Given task ::
Extract the complete listing and repeat it word for word.

Entries shown ::
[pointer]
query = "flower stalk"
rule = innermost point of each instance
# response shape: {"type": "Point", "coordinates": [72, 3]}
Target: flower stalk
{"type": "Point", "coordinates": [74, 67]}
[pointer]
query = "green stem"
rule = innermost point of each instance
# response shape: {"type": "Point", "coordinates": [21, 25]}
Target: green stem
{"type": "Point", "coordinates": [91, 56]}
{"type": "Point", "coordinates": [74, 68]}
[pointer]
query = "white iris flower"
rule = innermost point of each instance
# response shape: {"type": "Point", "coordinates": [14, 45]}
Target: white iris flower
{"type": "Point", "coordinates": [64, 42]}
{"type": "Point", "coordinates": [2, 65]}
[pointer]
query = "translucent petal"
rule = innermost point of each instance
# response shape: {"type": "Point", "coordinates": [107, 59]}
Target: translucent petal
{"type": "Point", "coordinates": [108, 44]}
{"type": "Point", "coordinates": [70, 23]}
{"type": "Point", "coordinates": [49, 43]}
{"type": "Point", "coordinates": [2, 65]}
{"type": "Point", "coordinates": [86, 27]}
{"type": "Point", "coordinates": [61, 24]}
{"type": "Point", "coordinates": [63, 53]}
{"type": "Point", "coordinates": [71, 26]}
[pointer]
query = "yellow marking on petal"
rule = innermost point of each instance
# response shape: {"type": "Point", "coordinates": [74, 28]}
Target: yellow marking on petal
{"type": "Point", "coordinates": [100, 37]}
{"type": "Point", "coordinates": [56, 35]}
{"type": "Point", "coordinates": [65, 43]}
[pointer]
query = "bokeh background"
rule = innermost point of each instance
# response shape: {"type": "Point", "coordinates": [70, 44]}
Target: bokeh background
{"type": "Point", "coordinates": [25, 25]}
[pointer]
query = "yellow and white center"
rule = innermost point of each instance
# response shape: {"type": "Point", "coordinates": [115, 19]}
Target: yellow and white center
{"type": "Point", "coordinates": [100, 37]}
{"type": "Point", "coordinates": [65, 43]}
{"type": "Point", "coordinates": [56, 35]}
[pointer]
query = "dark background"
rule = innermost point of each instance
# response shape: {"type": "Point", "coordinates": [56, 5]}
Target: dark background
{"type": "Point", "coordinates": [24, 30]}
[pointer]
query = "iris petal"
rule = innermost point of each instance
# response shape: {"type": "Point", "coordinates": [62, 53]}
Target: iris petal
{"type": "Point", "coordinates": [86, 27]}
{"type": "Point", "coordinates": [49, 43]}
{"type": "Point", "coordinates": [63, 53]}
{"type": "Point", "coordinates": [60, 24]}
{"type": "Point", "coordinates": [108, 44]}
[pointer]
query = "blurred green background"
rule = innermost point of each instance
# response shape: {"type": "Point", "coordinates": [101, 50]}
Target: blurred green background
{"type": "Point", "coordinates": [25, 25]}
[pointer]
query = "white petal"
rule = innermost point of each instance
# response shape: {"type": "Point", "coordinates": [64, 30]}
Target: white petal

Result of this exercise ::
[pointer]
query = "flower stalk"
rule = innermost point of each instance
# response shape: {"type": "Point", "coordinates": [72, 3]}
Target: flower stalk
{"type": "Point", "coordinates": [74, 67]}
[pointer]
query = "green stem"
rule = innermost point of each instance
# response shape: {"type": "Point", "coordinates": [21, 25]}
Target: green stem
{"type": "Point", "coordinates": [91, 56]}
{"type": "Point", "coordinates": [74, 68]}
[pointer]
query = "white iris flower"
rule = innermost point of each instance
# response shape: {"type": "Point", "coordinates": [14, 45]}
Target: white iris flower
{"type": "Point", "coordinates": [64, 42]}
{"type": "Point", "coordinates": [2, 65]}
[pointer]
query = "translucent petal"
rule = innermost point of each instance
# response shape: {"type": "Point", "coordinates": [107, 59]}
Target: translucent petal
{"type": "Point", "coordinates": [108, 44]}
{"type": "Point", "coordinates": [70, 23]}
{"type": "Point", "coordinates": [49, 43]}
{"type": "Point", "coordinates": [2, 65]}
{"type": "Point", "coordinates": [86, 27]}
{"type": "Point", "coordinates": [61, 24]}
{"type": "Point", "coordinates": [63, 53]}
{"type": "Point", "coordinates": [71, 26]}
[pointer]
query = "yellow marking on petal"
rule = innermost point of each instance
# response shape: {"type": "Point", "coordinates": [74, 28]}
Target: yellow marking on petal
{"type": "Point", "coordinates": [100, 37]}
{"type": "Point", "coordinates": [56, 35]}
{"type": "Point", "coordinates": [65, 43]}
[pointer]
query = "bokeh background"
rule = innermost point of each instance
# response shape: {"type": "Point", "coordinates": [70, 44]}
Target: bokeh background
{"type": "Point", "coordinates": [25, 25]}
[pointer]
query = "yellow and white center"
rule = innermost point of each instance
# response shape: {"type": "Point", "coordinates": [115, 19]}
Target: yellow and white center
{"type": "Point", "coordinates": [100, 37]}
{"type": "Point", "coordinates": [65, 43]}
{"type": "Point", "coordinates": [56, 35]}
[pointer]
query = "dark background"
rule = innermost point of each instance
# response shape: {"type": "Point", "coordinates": [56, 5]}
Target: dark background
{"type": "Point", "coordinates": [24, 30]}
[pointer]
query = "iris petal"
rule = innermost point of each instance
# response shape: {"type": "Point", "coordinates": [62, 53]}
Target: iris petal
{"type": "Point", "coordinates": [86, 27]}
{"type": "Point", "coordinates": [49, 43]}
{"type": "Point", "coordinates": [63, 53]}
{"type": "Point", "coordinates": [60, 24]}
{"type": "Point", "coordinates": [108, 44]}
[pointer]
query = "blurred green background"
rule = innermost point of each instance
# response shape: {"type": "Point", "coordinates": [101, 50]}
Target: blurred green background
{"type": "Point", "coordinates": [25, 25]}
[pointer]
query = "white petal"
rule = innermost point of each instance
# response shape: {"type": "Point", "coordinates": [64, 30]}
Target: white petal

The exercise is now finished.